THE EXERCISE
Update the items from the very start through the line containing "[(1206, 594), (1170, 575), (1230, 580)]" by replacing "white porch railing" with "front porch railing" and leaving everything else unchanged. Return only those lines.

____ INPUT DATA

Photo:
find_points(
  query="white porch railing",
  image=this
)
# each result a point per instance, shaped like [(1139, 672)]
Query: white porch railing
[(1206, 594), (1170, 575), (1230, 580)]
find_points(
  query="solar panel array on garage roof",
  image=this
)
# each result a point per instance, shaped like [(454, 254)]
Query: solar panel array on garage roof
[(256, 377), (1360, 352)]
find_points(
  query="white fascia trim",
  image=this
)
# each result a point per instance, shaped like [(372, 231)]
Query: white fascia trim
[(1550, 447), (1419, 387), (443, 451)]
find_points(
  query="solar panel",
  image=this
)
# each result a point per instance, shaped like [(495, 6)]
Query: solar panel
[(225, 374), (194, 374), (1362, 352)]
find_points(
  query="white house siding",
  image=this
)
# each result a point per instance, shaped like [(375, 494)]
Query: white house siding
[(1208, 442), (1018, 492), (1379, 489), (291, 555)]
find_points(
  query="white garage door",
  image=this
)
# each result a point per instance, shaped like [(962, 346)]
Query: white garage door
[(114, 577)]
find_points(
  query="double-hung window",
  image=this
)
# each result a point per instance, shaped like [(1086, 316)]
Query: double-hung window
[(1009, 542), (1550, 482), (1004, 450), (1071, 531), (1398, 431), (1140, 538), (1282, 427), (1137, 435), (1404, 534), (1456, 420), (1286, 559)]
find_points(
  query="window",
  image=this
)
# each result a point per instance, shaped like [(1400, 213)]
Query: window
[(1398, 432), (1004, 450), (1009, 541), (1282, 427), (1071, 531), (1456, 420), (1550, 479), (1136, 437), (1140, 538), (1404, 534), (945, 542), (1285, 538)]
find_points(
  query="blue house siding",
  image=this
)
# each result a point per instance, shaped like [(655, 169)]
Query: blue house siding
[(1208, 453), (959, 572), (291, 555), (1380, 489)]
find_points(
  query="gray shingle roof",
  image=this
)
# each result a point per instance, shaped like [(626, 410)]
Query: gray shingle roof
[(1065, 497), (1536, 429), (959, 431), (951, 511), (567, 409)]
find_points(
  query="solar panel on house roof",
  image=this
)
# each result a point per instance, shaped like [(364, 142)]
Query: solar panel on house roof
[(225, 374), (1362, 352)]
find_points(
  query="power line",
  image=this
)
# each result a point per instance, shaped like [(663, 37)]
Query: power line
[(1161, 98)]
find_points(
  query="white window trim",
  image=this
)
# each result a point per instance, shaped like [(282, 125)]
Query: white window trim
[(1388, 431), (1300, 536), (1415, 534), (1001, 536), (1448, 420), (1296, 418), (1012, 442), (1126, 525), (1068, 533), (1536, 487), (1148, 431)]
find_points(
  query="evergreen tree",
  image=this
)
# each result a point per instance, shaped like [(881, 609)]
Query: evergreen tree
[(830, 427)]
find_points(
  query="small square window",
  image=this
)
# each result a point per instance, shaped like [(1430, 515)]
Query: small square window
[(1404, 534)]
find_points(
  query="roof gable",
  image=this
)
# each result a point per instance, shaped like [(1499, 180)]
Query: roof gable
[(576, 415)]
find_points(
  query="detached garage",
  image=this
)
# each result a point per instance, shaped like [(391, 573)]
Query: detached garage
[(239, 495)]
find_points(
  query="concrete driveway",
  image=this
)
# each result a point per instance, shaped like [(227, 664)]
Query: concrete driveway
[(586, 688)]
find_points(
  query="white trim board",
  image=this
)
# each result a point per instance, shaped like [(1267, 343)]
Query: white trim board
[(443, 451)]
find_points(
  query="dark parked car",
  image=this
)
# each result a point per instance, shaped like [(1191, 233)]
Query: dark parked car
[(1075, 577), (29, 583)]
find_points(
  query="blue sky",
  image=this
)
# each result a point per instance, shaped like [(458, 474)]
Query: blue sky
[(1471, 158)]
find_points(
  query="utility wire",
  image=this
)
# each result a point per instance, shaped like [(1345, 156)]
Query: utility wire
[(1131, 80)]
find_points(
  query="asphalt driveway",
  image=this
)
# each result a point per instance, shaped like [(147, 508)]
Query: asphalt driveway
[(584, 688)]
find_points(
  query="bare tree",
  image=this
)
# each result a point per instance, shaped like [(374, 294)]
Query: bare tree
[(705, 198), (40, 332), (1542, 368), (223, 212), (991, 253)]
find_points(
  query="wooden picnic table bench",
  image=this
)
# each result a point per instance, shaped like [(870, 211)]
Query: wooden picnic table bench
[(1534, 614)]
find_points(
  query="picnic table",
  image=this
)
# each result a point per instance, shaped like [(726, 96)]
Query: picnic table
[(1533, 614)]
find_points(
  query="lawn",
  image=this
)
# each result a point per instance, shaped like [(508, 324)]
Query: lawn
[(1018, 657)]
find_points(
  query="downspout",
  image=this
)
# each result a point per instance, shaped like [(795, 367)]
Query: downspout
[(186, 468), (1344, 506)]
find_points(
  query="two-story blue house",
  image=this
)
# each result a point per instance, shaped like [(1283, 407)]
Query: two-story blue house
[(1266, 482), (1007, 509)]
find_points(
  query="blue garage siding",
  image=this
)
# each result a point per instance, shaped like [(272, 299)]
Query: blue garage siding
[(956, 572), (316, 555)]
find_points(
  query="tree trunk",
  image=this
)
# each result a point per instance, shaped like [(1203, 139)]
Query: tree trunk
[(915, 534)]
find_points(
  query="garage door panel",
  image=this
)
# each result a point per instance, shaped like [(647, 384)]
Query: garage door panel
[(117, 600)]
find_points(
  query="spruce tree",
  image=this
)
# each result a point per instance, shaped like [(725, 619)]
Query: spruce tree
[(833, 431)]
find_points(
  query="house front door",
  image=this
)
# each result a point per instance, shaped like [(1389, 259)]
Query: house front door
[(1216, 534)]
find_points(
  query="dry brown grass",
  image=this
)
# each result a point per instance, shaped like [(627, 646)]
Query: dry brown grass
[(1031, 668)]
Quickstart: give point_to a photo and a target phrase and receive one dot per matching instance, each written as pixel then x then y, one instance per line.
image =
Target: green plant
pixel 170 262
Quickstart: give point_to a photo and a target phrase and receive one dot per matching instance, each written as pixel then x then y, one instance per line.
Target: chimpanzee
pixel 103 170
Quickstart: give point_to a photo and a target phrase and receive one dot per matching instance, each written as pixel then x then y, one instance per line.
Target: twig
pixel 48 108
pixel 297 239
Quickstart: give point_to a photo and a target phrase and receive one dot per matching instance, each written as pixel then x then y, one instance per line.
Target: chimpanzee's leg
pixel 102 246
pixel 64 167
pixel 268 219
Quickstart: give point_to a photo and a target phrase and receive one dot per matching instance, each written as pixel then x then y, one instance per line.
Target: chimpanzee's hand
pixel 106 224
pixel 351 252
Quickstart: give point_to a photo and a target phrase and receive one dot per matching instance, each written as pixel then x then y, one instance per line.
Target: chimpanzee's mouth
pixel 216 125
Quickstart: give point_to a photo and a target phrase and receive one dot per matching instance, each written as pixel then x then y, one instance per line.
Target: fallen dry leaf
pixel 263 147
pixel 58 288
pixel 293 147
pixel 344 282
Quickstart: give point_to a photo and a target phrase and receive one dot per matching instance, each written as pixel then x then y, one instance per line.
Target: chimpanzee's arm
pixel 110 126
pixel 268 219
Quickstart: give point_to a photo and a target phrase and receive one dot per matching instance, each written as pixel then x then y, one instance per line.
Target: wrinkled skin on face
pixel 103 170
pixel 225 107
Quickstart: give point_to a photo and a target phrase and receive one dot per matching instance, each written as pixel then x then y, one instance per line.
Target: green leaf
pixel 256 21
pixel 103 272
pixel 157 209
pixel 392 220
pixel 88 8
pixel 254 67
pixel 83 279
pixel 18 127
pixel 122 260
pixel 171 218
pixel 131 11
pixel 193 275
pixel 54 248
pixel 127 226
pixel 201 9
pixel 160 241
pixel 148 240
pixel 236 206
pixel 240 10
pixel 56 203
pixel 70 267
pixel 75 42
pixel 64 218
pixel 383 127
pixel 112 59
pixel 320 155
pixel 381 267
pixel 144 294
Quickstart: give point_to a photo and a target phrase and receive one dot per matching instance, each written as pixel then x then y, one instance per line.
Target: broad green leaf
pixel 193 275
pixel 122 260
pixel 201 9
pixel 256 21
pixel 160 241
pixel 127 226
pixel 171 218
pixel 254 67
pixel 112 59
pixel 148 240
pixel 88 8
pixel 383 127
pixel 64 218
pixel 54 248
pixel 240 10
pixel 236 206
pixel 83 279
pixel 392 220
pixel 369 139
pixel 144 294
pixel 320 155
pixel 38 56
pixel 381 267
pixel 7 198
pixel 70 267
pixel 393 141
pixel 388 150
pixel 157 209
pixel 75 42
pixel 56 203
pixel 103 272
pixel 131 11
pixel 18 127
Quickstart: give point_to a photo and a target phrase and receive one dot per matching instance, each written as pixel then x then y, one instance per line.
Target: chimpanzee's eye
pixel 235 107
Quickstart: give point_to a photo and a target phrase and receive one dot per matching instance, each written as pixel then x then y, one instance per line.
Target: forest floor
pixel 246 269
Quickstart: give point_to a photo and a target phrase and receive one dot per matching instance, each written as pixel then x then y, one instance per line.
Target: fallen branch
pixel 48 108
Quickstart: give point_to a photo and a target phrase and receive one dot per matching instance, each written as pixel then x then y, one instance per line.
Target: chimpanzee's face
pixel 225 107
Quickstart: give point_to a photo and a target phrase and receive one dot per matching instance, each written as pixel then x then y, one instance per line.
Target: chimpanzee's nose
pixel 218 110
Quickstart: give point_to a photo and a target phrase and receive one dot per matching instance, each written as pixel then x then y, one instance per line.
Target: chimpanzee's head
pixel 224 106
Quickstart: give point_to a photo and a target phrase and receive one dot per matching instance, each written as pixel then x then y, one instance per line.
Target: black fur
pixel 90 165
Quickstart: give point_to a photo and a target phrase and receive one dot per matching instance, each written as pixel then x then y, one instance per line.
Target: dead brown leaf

________

RESPONSE TO THIS EXERCISE
Photo:
find_points(
  query="front porch railing",
  image=this
)
# each result a point per instance, shaped like [(1139, 672)]
Query: front porch railing
[(1206, 594), (1170, 575), (1230, 580)]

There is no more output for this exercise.